Stated problem 1.
Answer these questions from the email excerpt on translating SQL EXISTS, one line each:
(a) What kind of join does the sender expect EXISTS to become in relational algebra?
(b) What output does the sender get when printing the converted statement?
(c) What join type is shown in the LogicalJoin step of the plan?
Stated problem 2.
For each statement, say yes or no depending on whether the email excerpt on translating SQL EXISTS supports it, and quote the words that settle it.
(a) Haisheng describes this process in Calcite as intuitive.
(b) The statement parsed in the code deletes from the _order table.
(c) The LogicalAggregate step in the plan uses MAX.
Stated problem 3. Pick up the email excerpt on translating SQL EXISTS after its last line and keep writing.

Document segment.
********
Admittedly, this process in Calcite is counter intuitive. It should be in 
reverse order, first generate a semi or anti-semi join, then generate an 
inner/outer join.

- Haisheng

--
发件人:Christian Beikov
日 期:2020年02月19日 21:12:13
收件人:
主 题:Translation of SQL EXISTS

Hello,

I'm a bit confused about how the SQL EXISTS predicate is translated. I'd 
assume that an EXISTS is translated in relational algebra to a SEMI- and 
NOT EXISTS to an ANTI-join, but it's not.

PlannerImpl p = new PlannerImpl(config);
SqlNode sqlNode = p.parse("delete from _order o where exists (select 1 
from order_position p where o.id = p.order_id)");
p.validate(sqlNode);
RelRoot rel = p.rel(sqlNode);
RelToSqlConverter sqlConverter = new RelToSqlConverter(dialect);
SqlImplementor.Result result = sqlConverter.visitChild(0, rel.rel);
sqlWriter.format(result.asStatement());

Worse, when printing this, I only get DELETE FROM "public"."_order" i.e. 
the EXISTS part is not rendered. This is the plan I get.

LogicalTableModify(table=[[adhoc, _order]], operation=[DELETE], 
flattened=[true])
   LogicalProject(inputs=[0])
 LogicalProject(inputs=[0], exprs=[[CAST($1):BIGINT, CAST($2):BOOLEAN]])
   LogicalJoin(condition=[=($0, $1)], joinType=[inner])
 JdbcTableScan(table=[[adhoc, _order]])
 LogicalAggregate(group=[{0}], agg#0=[MIN($1)])
   LogicalProject(exprs=[[$1, true]])
********
Data.

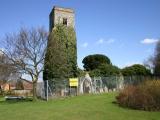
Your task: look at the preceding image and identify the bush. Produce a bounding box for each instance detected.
[116,80,160,111]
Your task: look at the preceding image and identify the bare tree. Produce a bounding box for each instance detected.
[1,27,48,100]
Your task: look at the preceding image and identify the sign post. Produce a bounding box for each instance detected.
[69,78,78,95]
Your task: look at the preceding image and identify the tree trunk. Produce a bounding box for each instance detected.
[33,81,37,101]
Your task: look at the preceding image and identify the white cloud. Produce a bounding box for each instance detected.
[96,38,115,44]
[82,42,88,48]
[141,38,158,44]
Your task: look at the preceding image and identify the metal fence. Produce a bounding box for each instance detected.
[37,76,159,98]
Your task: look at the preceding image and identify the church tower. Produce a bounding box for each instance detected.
[49,6,75,32]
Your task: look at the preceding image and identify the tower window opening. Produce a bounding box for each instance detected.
[63,18,67,25]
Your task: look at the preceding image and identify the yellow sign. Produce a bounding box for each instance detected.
[69,78,78,87]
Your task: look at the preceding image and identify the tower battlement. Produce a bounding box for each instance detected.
[49,6,75,32]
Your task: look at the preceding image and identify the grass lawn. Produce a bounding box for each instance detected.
[0,93,160,120]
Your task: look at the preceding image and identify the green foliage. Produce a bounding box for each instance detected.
[116,80,160,111]
[90,64,120,77]
[43,24,77,80]
[82,54,111,71]
[121,64,151,76]
[152,41,160,76]
[16,81,24,90]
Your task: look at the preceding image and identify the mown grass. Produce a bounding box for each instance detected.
[0,93,160,120]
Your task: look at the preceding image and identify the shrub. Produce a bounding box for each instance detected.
[116,80,160,111]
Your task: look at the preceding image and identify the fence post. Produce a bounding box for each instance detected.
[46,80,48,101]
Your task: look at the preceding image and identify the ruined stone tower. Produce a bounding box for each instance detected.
[49,6,75,32]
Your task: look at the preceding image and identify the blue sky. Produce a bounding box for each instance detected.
[0,0,160,68]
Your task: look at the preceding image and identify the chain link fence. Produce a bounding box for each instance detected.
[37,76,159,98]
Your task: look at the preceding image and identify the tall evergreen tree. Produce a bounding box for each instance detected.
********
Task response 1.
(a) A SEMI-join.
(b) DELETE FROM "public"."_order"
(c) inner

Task response 2.
(a) No: "Admittedly, this process in Calcite is counter intuitive."
(b) Yes: "delete from _order o where exists"
(c) No: "agg#0=[MIN($1)]"

Task response 3.
 JdbcTableScan(table=[[adhoc, order_position]])

I'd expect something along the lines of

LogicalTableModify(table=[[adhoc, _order]], operation=[DELETE], 
flattened=[true])
   LogicalProject(inputs=[0])
   LogicalJoin(condition=[=($0, $1)], joinType=[semi])
 JdbcTableScan(table=[[adhoc, _order]])
 JdbcTableScan(table=[[adhoc, order_position]])

and for NOT EXISTS

LogicalTableModify(table=[[adhoc, _order]], operation=[DELETE], 
flattened=[true])
   LogicalProject(inputs=[0])
   LogicalJoin(condition=[=($0, $1)], joinType=[anti])
 JdbcTableScan(table=[[adhoc, _order]])
 JdbcTableScan(table=[[adhoc, order_position]])

Am I missing something and the current aggregate function translation 
makes sense?

I constructed relational algebra structures for some other statements 
with SEMI- and ANTI-joins and already noticed that these join types 
weren't handled in 
org.apache.calcite.rel.rel2sql.RelToSqlConverter#visit(org.apache.calcite.rel.core.Join),
 
which I fixed locally. Is the lack of a translation intentional?

Is such a translation of SEMI- and ANTI-join to EXISTS and NOT EXISTS an 
over-simplification or would you say it's correct? As far as I 
understood from https://en.wikipedia.org/wiki/Relational_algebra this is 
correct.

I'd be happy to contribute that back. I didn't look into the Sql-to-Rel 
translation for EXISTS and NOT EXISTS to SEMI- and ANTI-join yet, but I 
assume that's not that hard and I could add that.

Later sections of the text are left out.